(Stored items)

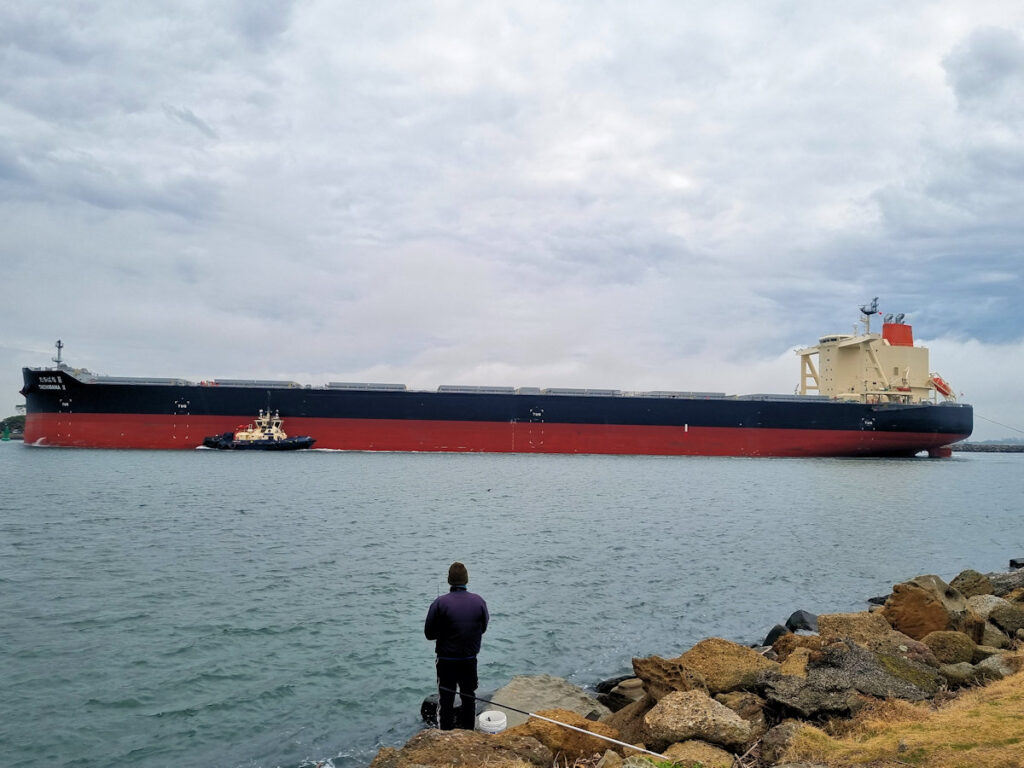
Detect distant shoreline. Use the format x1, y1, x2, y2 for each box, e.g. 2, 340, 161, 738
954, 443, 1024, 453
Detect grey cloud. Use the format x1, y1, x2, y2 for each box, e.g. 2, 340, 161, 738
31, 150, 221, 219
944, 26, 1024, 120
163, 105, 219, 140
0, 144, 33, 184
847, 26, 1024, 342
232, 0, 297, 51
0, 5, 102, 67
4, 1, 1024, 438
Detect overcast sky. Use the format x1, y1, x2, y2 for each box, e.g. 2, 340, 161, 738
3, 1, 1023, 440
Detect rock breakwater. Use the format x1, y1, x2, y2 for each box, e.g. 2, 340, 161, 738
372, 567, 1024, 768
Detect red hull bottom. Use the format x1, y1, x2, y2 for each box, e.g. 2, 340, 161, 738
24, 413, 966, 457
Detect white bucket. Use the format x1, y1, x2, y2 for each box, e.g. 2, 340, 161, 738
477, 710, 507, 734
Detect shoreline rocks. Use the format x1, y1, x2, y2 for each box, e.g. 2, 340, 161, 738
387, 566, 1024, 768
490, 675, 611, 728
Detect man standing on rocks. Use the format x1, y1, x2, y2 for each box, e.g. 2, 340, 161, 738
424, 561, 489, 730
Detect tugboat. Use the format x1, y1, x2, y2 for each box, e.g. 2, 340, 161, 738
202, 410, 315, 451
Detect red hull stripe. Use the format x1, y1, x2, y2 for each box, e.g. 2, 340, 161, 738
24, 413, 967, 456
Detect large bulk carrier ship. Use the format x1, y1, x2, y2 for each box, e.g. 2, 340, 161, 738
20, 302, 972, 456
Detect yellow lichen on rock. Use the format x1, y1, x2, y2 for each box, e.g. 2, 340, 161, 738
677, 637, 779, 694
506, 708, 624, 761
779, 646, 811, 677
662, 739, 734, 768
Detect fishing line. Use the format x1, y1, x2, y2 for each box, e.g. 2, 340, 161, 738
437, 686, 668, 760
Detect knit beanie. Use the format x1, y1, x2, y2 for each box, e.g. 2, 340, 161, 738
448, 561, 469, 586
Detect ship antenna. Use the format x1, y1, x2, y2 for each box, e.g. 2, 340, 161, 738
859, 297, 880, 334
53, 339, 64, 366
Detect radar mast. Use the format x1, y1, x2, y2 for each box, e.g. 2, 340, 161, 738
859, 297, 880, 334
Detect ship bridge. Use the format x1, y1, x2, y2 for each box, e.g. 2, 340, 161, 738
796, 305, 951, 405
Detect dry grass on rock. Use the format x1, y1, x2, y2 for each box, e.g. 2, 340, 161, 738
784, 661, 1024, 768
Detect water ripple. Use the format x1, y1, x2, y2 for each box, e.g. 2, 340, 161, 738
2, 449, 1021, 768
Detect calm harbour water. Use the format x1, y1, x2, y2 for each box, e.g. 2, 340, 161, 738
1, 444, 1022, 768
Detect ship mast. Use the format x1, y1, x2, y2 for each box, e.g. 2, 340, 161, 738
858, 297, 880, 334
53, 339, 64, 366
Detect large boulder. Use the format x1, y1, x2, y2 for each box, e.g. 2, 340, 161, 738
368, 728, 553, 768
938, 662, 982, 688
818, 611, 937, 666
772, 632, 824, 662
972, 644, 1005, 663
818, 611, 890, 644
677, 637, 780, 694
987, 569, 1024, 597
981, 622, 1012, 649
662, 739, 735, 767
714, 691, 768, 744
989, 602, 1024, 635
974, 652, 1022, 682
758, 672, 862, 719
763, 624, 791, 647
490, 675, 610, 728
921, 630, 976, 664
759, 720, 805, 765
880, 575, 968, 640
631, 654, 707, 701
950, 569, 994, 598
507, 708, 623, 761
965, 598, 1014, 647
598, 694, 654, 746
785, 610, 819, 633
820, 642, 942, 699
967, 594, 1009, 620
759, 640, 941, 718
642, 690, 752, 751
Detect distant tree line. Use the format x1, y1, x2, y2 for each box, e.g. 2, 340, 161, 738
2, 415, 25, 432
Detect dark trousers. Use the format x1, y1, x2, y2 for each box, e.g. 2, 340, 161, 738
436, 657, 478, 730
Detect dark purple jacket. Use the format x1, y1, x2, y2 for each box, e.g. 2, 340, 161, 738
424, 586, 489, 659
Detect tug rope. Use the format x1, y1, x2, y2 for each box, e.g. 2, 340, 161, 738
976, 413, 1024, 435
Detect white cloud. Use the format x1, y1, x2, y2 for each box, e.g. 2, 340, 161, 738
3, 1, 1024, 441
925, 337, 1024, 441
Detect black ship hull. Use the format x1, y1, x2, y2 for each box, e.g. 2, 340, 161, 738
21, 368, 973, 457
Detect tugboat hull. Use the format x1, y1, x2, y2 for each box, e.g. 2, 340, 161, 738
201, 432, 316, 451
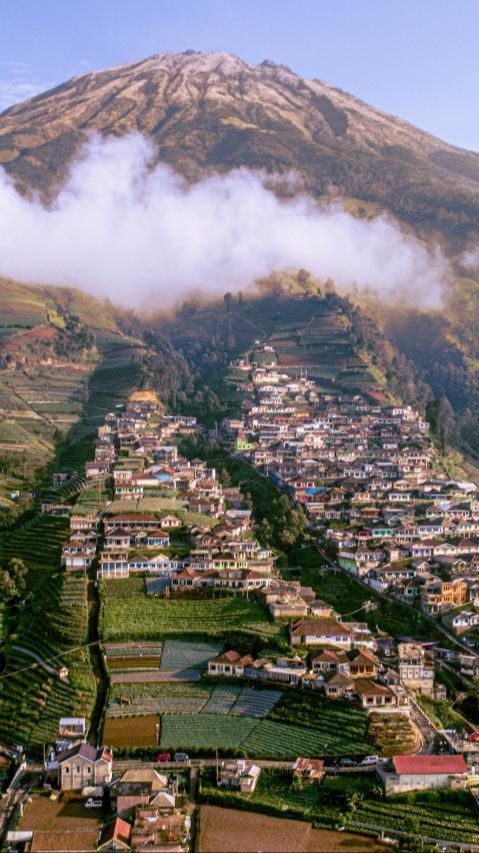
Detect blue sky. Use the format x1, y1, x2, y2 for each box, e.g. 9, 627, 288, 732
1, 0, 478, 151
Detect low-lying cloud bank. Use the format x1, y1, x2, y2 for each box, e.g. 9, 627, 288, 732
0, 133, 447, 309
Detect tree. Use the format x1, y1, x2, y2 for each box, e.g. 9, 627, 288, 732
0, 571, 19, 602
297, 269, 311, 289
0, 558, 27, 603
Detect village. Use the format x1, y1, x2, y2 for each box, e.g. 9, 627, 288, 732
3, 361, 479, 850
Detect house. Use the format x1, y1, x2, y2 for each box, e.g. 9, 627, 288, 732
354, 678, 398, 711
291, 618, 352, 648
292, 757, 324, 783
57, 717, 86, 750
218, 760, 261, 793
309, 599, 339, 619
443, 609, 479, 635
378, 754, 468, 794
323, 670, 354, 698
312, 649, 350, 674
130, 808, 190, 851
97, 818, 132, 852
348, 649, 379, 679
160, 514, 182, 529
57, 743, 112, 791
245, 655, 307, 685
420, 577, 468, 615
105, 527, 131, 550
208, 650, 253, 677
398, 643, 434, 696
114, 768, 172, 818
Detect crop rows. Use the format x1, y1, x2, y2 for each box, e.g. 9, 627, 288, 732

# What you should do
The required output is the line holding "Detect tree. Use" plus every line after it in the data, reproduced exactly.

# Answer to this task
Detect tree. Use the format x1, y1, x2, y2 for each box, e.g. 9, 627, 288, 732
0, 571, 19, 602
297, 269, 311, 289
0, 558, 27, 603
Detect village. Use the format x1, y1, x2, y2 for each box, e.g. 9, 627, 288, 732
3, 361, 479, 850
Detect house. Use the format x1, y1, x2, y2 for each box, e.g. 9, 627, 288, 732
354, 678, 398, 711
291, 618, 352, 648
292, 757, 324, 783
57, 717, 86, 750
218, 760, 261, 793
309, 599, 339, 619
443, 609, 479, 635
378, 754, 468, 794
323, 670, 354, 698
312, 649, 350, 674
130, 808, 190, 851
97, 818, 132, 852
348, 649, 379, 679
160, 514, 182, 529
57, 743, 112, 791
245, 655, 307, 685
420, 577, 468, 615
105, 527, 131, 550
208, 650, 253, 677
398, 643, 434, 696
114, 768, 172, 818
Detect crop rows. Use the format x1, y1, x2, y2 for each box, e.g. 9, 627, 288, 732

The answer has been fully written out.